Records from a dataset:
---

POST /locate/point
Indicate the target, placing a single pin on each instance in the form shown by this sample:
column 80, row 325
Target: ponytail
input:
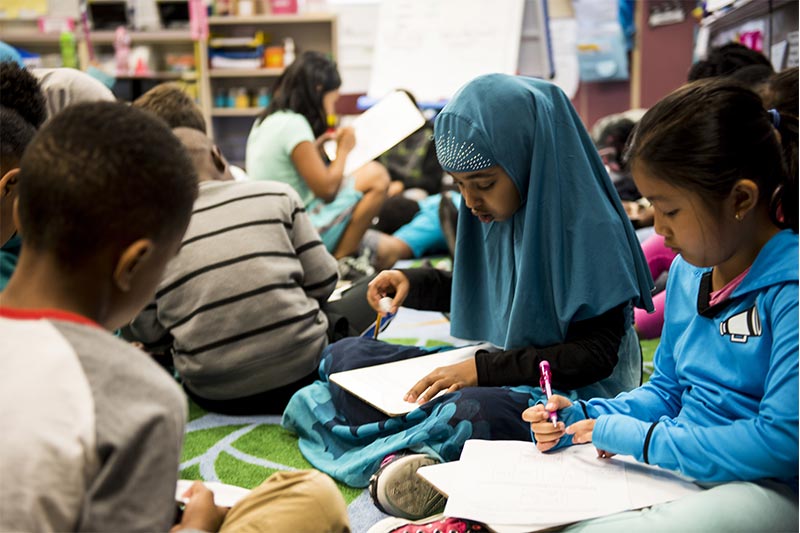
column 783, row 206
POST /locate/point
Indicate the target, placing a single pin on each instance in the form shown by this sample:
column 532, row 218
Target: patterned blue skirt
column 347, row 438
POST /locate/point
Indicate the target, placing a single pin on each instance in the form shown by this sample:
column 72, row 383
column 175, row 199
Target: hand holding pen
column 544, row 382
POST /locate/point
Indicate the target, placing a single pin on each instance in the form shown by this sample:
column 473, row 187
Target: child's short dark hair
column 20, row 91
column 301, row 86
column 171, row 104
column 99, row 176
column 15, row 135
column 709, row 134
column 780, row 92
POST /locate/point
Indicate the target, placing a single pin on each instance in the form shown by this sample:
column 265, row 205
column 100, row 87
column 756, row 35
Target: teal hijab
column 569, row 252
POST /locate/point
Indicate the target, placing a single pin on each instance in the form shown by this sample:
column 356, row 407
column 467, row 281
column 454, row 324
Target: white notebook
column 381, row 127
column 513, row 487
column 383, row 386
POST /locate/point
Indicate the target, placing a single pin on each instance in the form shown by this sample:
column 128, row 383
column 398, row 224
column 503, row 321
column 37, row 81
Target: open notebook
column 380, row 127
column 383, row 386
column 514, row 488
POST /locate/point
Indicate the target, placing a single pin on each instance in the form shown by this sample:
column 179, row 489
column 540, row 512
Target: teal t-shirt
column 269, row 150
column 9, row 255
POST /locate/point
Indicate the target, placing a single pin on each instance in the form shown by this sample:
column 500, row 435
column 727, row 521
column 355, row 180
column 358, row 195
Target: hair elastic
column 776, row 118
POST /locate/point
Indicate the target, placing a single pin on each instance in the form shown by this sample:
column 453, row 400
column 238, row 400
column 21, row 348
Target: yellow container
column 273, row 57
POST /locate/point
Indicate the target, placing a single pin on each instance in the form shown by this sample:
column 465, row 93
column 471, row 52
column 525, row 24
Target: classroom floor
column 244, row 451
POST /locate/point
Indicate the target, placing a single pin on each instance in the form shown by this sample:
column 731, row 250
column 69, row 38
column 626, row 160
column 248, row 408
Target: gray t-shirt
column 92, row 429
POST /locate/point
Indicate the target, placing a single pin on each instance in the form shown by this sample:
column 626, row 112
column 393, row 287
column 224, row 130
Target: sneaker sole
column 399, row 491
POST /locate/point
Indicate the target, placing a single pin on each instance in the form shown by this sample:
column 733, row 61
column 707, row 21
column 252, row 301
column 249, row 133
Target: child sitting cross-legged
column 722, row 404
column 240, row 308
column 92, row 427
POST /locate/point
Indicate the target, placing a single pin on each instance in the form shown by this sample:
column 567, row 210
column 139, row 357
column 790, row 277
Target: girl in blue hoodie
column 722, row 405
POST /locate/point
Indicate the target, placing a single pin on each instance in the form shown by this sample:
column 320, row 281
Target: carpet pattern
column 245, row 450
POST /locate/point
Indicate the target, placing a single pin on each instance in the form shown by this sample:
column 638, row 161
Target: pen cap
column 544, row 373
column 385, row 305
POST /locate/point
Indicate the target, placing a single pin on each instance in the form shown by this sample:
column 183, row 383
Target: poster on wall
column 602, row 54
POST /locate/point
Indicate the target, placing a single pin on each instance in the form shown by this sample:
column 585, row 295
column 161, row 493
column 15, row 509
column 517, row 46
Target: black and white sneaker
column 397, row 490
column 355, row 268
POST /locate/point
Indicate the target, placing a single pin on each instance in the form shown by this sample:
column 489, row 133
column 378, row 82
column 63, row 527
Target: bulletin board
column 432, row 48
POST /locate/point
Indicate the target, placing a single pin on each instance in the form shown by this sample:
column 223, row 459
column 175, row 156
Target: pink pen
column 544, row 383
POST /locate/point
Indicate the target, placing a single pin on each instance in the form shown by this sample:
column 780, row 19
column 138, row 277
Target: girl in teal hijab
column 567, row 253
column 546, row 267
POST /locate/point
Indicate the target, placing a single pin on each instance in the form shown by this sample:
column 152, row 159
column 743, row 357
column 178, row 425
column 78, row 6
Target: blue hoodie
column 722, row 404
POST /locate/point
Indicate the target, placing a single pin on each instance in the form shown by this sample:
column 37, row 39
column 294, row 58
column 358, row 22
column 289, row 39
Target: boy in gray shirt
column 92, row 427
column 240, row 308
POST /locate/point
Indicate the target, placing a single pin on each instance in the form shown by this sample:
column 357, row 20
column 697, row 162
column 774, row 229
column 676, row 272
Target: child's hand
column 582, row 432
column 345, row 140
column 545, row 434
column 200, row 512
column 386, row 283
column 450, row 378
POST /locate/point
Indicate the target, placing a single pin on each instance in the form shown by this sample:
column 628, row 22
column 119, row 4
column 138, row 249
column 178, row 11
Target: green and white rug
column 245, row 450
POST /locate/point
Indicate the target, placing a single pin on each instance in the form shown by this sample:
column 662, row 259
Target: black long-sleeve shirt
column 587, row 355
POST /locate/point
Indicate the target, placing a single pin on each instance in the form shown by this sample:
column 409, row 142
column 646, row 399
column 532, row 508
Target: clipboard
column 383, row 386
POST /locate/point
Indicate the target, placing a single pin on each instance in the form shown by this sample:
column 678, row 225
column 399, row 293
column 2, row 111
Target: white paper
column 511, row 483
column 382, row 126
column 432, row 48
column 224, row 495
column 384, row 386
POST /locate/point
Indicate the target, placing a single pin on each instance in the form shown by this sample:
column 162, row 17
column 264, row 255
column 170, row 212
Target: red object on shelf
column 283, row 7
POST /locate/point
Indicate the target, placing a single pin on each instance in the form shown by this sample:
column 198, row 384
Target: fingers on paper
column 602, row 454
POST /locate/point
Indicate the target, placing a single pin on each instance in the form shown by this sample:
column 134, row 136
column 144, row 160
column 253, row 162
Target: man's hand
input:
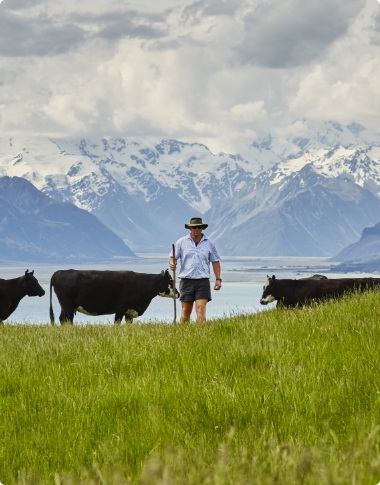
column 172, row 263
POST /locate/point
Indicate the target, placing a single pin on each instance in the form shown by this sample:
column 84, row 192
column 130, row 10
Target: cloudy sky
column 220, row 72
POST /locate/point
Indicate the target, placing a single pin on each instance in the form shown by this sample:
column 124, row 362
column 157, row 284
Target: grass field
column 280, row 397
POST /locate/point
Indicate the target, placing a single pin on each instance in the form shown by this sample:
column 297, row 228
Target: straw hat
column 196, row 221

---

Exercise brief:
Return every entry word for word, minus the pictures.

Answer to the problem:
POST /locate/point
Indicate the target, placing a single pin on each instance in the form shown by this sample:
column 80, row 325
Target: ponytail
input:
column 783, row 206
POST /locate/point
Indicate the target, placing a single pin on each instance in the form shown by this sample:
column 532, row 218
Target: patterned blue skirt
column 347, row 438
POST /locate/point
Indicate the target, placing a single pin on each instance in the form shown by this sample:
column 72, row 383
column 175, row 199
Target: hand holding pen
column 544, row 382
POST /locate/point
Indicate the target, placing a single pin on each instance in the form shown by this sample:
column 473, row 187
Target: child's short dark hair
column 20, row 91
column 301, row 86
column 171, row 104
column 99, row 176
column 15, row 135
column 709, row 134
column 780, row 92
POST /locate/point
Indicate the target, placing a single pin on each instance in the form shown by this sample:
column 265, row 205
column 100, row 87
column 756, row 35
Target: teal hijab
column 569, row 252
POST /locate/point
Indicate the target, placing a single pin on each instance in the form shown by this sample:
column 356, row 407
column 467, row 281
column 454, row 324
Target: white notebook
column 381, row 127
column 513, row 487
column 383, row 386
POST /locate/point
Indicate the target, placing a single pin on each instance in the form shown by this sample:
column 128, row 383
column 398, row 224
column 503, row 321
column 37, row 81
Target: open notebook
column 380, row 127
column 383, row 386
column 514, row 488
POST /locate/point
Indicate the target, placing a single pin on each instance in the form shown by this sample:
column 179, row 489
column 540, row 512
Target: teal t-shirt
column 269, row 150
column 9, row 255
POST /locate/point
Indicate the target, placing a single pin on each instance in the form shown by this sample:
column 500, row 435
column 727, row 521
column 355, row 180
column 358, row 195
Target: hair elastic
column 776, row 118
POST /locate/point
Indicate the target, placing a single pin on each instance in the form shown by this sample:
column 453, row 400
column 238, row 400
column 21, row 348
Target: yellow container
column 273, row 57
POST /locate/point
Indicate the target, placing a single pin on each instance in the form shown by this sample:
column 465, row 93
column 471, row 52
column 525, row 24
Target: classroom floor
column 244, row 451
POST /locate/point
Indicate the target, placing a single pin on each instance in the form shown by this sample:
column 731, row 250
column 69, row 38
column 626, row 160
column 248, row 408
Target: gray t-shirt
column 92, row 429
POST /locate/point
Indicate the target, placing a single pin on each instance in the form shown by this sample:
column 626, row 112
column 393, row 287
column 224, row 130
Target: sneaker sole
column 399, row 491
POST /locate/point
Indicate the target, placing a single pin on each instance in the form shown by this sample:
column 733, row 61
column 707, row 21
column 252, row 301
column 249, row 133
Target: child sitting cross-legged
column 722, row 404
column 240, row 308
column 92, row 427
POST /locate/point
Indicate the target, placing a single pin on each instance in the form shown by this sample:
column 567, row 210
column 139, row 357
column 790, row 277
Target: girl in blue hoodie
column 722, row 405
POST /locate/point
Indicate the target, placing a single pin on each instance in the form shown by this sample:
column 320, row 281
Target: carpet pattern
column 245, row 450
POST /locate/point
Indicate the target, placing a single pin on each instance in the form shown by this sample:
column 638, row 161
Target: pen cap
column 544, row 373
column 385, row 305
POST /locate/point
Indicate the target, placing a single pin on each instance in the form shown by this sample:
column 183, row 383
Target: poster on wall
column 602, row 54
POST /locate/point
Indicate the target, placing a single pin on each instance in the form shown by this sample:
column 585, row 295
column 161, row 493
column 15, row 509
column 517, row 46
Target: black and white sneaker
column 397, row 490
column 355, row 268
POST /locate/point
Indicate the target, placing a single pin on each instance in the form shown by this sample:
column 489, row 133
column 378, row 82
column 63, row 527
Target: bulletin board
column 432, row 48
POST /locate/point
Indicate the target, placing a single pin on each instance in the form shown by this sample:
column 223, row 459
column 175, row 156
Target: pink pen
column 544, row 383
POST /locate/point
Indicate the target, placing a single pin on each instance in the form shown by this sample:
column 780, row 19
column 138, row 277
Target: girl in teal hijab
column 567, row 253
column 546, row 267
POST /locate/point
Indicate the target, placing a single pin on each instance in the form shown by this sample:
column 152, row 159
column 743, row 357
column 178, row 425
column 78, row 6
Target: blue hoodie
column 722, row 404
POST /locate/point
Indicate the target, placing a single pin on each instance in the form shown by this sample:
column 37, row 39
column 294, row 58
column 358, row 22
column 289, row 39
Target: boy in gray shirt
column 92, row 427
column 240, row 308
POST /locate/point
Indicate the target, placing a single pin on each instance in the form shown by this sample:
column 357, row 20
column 697, row 162
column 774, row 229
column 676, row 272
Target: child's hand
column 582, row 432
column 345, row 140
column 545, row 434
column 200, row 512
column 386, row 283
column 450, row 378
POST /locate/point
Indicate the target, placing a single pin on each instance in the form shown by this sample:
column 628, row 22
column 119, row 4
column 138, row 249
column 178, row 11
Target: green and white rug
column 245, row 450
POST /locate/point
Indicate the target, placing a single pin on each instance in the form shown by this sample:
column 662, row 259
Target: black long-sleeve shirt
column 587, row 355
POST /locate/point
Indicate the target, placing a single pin on each instance in the form shown by this sample:
column 409, row 142
column 646, row 399
column 532, row 508
Target: clipboard
column 383, row 386
POST /locate/point
Indicate the target, placing a single pin on each instance in the form shown by this sample:
column 678, row 225
column 399, row 293
column 2, row 111
Target: white paper
column 511, row 483
column 382, row 126
column 432, row 48
column 224, row 495
column 384, row 386
POST /locate/point
Indicate the target, placing a single pin on each instance in the form shown by this sample:
column 162, row 17
column 264, row 255
column 170, row 212
Target: red object on shelf
column 283, row 7
POST /locate/point
Indicate the target, placing a single pin on each instance in the form shown by this sample:
column 198, row 384
Target: fingers on paper
column 602, row 454
POST /locate/point
Indicate the target, placing a single pin on each instance in the form shown by this sample:
column 134, row 136
column 144, row 160
column 253, row 162
Target: man's hand
input:
column 172, row 263
POST /locate/point
Indicate the target, placing a single pin on each instance in the form shown by this sample:
column 84, row 192
column 130, row 10
Target: cloudy sky
column 220, row 72
POST /locate/point
Indicate the target, placing a single pin on each instance in the form shown by this sample:
column 124, row 362
column 157, row 284
Target: grass field
column 280, row 397
POST /locate/point
Indicate the target, placing a single pin on each instance in the form shown by this sample:
column 297, row 228
Target: straw hat
column 196, row 221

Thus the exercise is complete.